---------- TEXT UNDER STUDY ----------

At TTP we’ve previously discussed the challenges of transcription and proofreading, but to fully understand these, it’s useful to examine the origins and evolution of the English language itself!
The English language originates from three Germanic tribes, the Angles, Saxons and Jutes, who invaded Britain in the 5th century AD. These tribes arrived from modern day Germany, Denmark and the Netherlands. English belongs to the West Germanic and Anglo-Frisian branch of the Indo-European family of languages. The closest current relatives of English are Scots and Frisian, with Frisian being spoken by over 600,000 people in the Dutch province of Friesland, in neighbouring parts of Germany and on a few islands in the North Sea.
The history of the English language has traditionally been divided into three main periods: Old English (450-1100 AD), Middle English (1100-circa 1500 AD) and Modern English (since 1500). Over the centuries, the English language has evolved and incorporated new words from several other languages including Latin, Greek, Norse, French, Indian, Spanish, Italian, Hebrew, Yiddish, Arabic, and even native Australian Aboriginal (including words such as ‘kangaroo’ and ‘boomerang’), just to name a few! These diverse roots and cultural influences provide clues as to why our modern language is so complex and broad, and such complexities translate directly into transcription challenges (or headaches)! For instance, because English is not a completely phonetic language, there is often no direct relationship between the spelling of a word and its sound. Some words have the same spelling but a different pronunciation: e.g. through, though and tough.

---------- EXTRACTED RECORDS ----------

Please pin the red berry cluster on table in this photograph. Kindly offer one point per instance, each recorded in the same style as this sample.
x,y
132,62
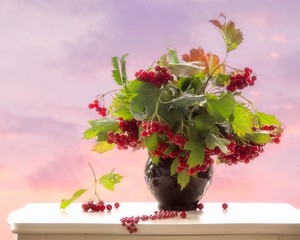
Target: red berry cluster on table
x,y
130,223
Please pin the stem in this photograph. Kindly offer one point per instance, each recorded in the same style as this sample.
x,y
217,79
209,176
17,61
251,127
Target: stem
x,y
95,182
210,75
104,94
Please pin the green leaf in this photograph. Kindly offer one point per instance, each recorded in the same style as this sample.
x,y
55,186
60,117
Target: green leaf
x,y
213,141
222,80
187,99
222,107
232,36
243,121
260,138
109,180
116,71
265,119
183,179
205,124
100,128
154,159
143,105
151,142
66,202
120,108
197,152
184,69
123,69
104,146
120,77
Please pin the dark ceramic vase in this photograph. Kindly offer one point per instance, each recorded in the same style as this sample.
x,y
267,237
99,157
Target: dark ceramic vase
x,y
167,191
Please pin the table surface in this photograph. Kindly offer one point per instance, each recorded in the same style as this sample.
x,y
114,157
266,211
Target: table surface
x,y
239,218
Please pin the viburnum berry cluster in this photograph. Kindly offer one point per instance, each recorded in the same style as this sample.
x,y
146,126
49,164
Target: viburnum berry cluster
x,y
128,136
100,110
241,80
158,76
99,206
191,110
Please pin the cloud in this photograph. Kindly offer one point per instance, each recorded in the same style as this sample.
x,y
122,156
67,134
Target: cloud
x,y
11,124
64,172
279,38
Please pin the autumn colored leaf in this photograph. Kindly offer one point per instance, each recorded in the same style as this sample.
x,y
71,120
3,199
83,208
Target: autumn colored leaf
x,y
209,61
213,65
196,55
232,36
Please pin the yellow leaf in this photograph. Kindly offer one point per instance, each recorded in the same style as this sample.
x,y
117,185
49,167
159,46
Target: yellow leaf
x,y
213,65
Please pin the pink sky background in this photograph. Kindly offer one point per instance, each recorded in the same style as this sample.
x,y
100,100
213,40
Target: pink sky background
x,y
55,57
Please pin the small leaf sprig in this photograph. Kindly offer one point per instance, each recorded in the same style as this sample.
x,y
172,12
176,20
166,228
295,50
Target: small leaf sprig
x,y
108,181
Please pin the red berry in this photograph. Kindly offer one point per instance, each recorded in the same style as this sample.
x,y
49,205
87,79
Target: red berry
x,y
200,206
85,206
91,106
183,214
108,207
224,206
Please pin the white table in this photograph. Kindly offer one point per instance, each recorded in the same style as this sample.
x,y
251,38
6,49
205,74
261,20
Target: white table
x,y
241,221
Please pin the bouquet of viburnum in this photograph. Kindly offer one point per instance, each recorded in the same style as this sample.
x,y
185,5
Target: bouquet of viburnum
x,y
190,110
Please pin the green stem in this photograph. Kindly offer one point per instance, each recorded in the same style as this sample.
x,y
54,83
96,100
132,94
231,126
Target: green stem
x,y
95,182
210,75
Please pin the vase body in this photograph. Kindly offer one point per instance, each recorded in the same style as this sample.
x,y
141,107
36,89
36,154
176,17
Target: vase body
x,y
166,190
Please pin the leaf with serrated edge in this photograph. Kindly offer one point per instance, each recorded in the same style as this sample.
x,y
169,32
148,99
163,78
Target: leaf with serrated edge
x,y
102,147
116,71
232,36
143,105
109,180
243,121
100,128
66,202
151,142
123,69
266,119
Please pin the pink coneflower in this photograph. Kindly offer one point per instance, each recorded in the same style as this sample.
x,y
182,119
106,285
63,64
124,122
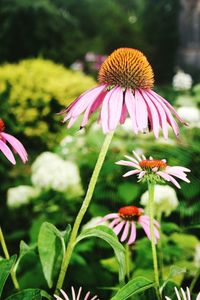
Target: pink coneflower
x,y
74,297
15,143
183,295
123,223
154,170
125,87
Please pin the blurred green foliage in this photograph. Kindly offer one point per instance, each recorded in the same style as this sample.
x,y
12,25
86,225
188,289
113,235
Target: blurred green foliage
x,y
65,30
32,93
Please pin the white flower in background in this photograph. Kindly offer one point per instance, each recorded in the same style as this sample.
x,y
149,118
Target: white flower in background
x,y
50,171
165,199
182,81
197,256
21,195
183,295
190,114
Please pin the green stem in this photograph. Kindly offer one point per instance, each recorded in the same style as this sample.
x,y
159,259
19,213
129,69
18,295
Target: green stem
x,y
127,257
194,281
7,256
153,240
83,209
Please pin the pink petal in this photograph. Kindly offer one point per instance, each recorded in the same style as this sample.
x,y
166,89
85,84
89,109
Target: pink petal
x,y
130,104
152,112
173,180
17,146
128,163
129,173
64,294
132,237
119,227
7,152
73,293
170,107
109,216
170,118
115,108
88,98
123,114
125,232
179,168
93,107
162,115
163,175
104,116
141,112
114,222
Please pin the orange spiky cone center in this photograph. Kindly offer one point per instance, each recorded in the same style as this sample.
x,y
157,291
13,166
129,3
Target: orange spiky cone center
x,y
127,68
152,163
129,213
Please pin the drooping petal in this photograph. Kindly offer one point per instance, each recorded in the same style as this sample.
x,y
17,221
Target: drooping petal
x,y
128,163
132,237
129,173
109,216
169,115
162,115
17,146
125,232
93,107
130,104
152,112
119,227
64,294
141,112
7,152
115,108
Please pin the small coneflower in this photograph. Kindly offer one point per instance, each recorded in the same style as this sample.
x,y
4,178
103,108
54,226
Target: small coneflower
x,y
73,295
125,87
15,144
124,223
183,295
154,170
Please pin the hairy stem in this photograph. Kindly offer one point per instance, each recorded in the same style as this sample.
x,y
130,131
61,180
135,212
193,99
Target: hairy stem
x,y
83,209
7,256
153,240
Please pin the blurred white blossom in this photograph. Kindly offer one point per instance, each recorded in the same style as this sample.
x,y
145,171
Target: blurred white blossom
x,y
21,195
182,81
50,171
190,114
165,199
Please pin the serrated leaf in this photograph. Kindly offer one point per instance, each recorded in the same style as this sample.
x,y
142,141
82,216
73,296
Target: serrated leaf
x,y
133,287
6,266
109,236
51,247
33,294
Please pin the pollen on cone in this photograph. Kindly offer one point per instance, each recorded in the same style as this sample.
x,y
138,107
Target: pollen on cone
x,y
127,68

----------

TASK DESCRIPTION -
Pick up the piece on the history of the English language, above, right after its last sentence and keep writing it.

RESULT FOR THIS EXERCISE -
To make matters more difficult, English has an enormous vocabulary, with the number of words being estimated as over one million by the Global Language Monitor in January 2014. Of course this number is almost impossible to verify as it depends on what actually counts as a word.
Other aspects that make English language use tricky include the many exceptions to the spelling rules, e.g. ‘I before E except after C’, and unusual plurals, e.g. bacterium/bacteria, cactus/cacti, cul-de-sac/culs-de-sac and die/dice. English is also full of idioms and local slang, e.g. arvos (afternoons) and avos (avocados), bitzer (mongrel dog) and bizzo (business), cooee (a shout in the bush to attract attention) and cozzie (swimming costume).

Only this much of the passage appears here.